*Supplied material:*
>>

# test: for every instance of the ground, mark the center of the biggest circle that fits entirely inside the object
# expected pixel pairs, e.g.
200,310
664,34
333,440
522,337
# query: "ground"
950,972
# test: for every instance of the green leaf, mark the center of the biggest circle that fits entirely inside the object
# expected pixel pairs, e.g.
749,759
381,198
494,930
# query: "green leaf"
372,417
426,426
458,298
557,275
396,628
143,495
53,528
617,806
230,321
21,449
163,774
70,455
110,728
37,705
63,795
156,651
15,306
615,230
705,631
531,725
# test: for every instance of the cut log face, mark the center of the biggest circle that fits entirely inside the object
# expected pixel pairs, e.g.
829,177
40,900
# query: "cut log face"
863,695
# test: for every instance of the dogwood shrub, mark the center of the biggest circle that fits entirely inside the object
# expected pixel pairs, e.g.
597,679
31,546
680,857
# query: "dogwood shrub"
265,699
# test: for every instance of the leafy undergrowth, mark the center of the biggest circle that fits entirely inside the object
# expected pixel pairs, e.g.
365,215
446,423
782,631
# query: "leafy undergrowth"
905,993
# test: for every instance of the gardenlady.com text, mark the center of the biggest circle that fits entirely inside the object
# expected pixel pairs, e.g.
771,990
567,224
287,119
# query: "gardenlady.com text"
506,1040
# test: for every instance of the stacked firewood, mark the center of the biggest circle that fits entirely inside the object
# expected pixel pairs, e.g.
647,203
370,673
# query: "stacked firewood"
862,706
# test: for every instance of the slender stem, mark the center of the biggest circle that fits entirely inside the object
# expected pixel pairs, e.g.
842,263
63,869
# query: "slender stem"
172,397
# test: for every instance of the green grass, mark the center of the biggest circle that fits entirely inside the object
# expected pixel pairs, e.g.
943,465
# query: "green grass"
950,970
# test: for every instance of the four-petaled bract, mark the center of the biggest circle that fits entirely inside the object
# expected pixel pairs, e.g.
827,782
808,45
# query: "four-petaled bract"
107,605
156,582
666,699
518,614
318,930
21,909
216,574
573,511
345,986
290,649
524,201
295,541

<<

*Task to carry out:* Every line of the data above should be copied exactly.

*Output for this exercise:*
# test: for every instance of the ground, mark the center of the biggest circle that fits entirely inside the object
# expected pixel pairs, e.g.
200,310
664,34
333,440
522,337
# query: "ground"
950,972
# test: for every instance of the green leaf, mark the center of the biggest circle that fits entirely inside the object
# expected pixel pairs, e.g.
749,759
381,198
494,930
# query: "green leaf"
372,417
426,426
458,298
557,275
396,628
143,495
53,528
617,806
230,321
21,449
163,774
70,455
110,728
37,705
63,795
156,651
15,306
615,230
705,631
531,725
# test: for every instance of the cut log face, mark the center of the biggest circle that fits entirely inside the object
# expected pixel pairs, e.g.
829,177
40,900
# query: "cut log face"
863,695
# test: for every instance of the dogwood shrub, mark the center of the biggest circle that fits entirely inside the object
# expected pixel pairs, e.g.
597,679
31,546
680,857
# query: "dogwood shrub"
265,699
# test: for every instance of the leafy undergrowth, mark the center of the biggest circle that fits entirely inside the object
# expected pixel pairs, e.g.
365,215
446,423
782,631
# query: "leafy undergrowth"
905,993
# test: for every instance of the gardenlady.com text, mark the center of the biggest circle that fits entirely inside the object
# expected pixel pairs, e.g.
771,990
567,224
287,119
# query: "gardenlady.com text"
506,1040
# test: for every instance of the stacked firewood, mark the center of the biggest circle that fits entirely inside the object
# expected pixel pairs, e.g.
647,203
370,673
# query: "stacked firewood"
862,706
# test: for every instance of the slender stem, mark the center of the biggest circle that fits entirely inside the object
# expected pixel pairs, e.g.
842,263
63,869
# query: "slender stem"
172,397
# test: for every instance of the green grass, mark the center of the biggest circle that fits entirely inside the object
# expected pixel pairs, e.g.
943,465
# query: "green grass"
950,970
# test: for every instance of the four-petaled bract, mark the center of the biggest circle that fits entirely inside the object
# expected pixel pairs, e.g.
827,782
808,45
# query: "four-petaled bract"
107,605
156,582
666,699
518,614
318,930
21,909
216,574
573,511
345,986
290,649
524,201
295,541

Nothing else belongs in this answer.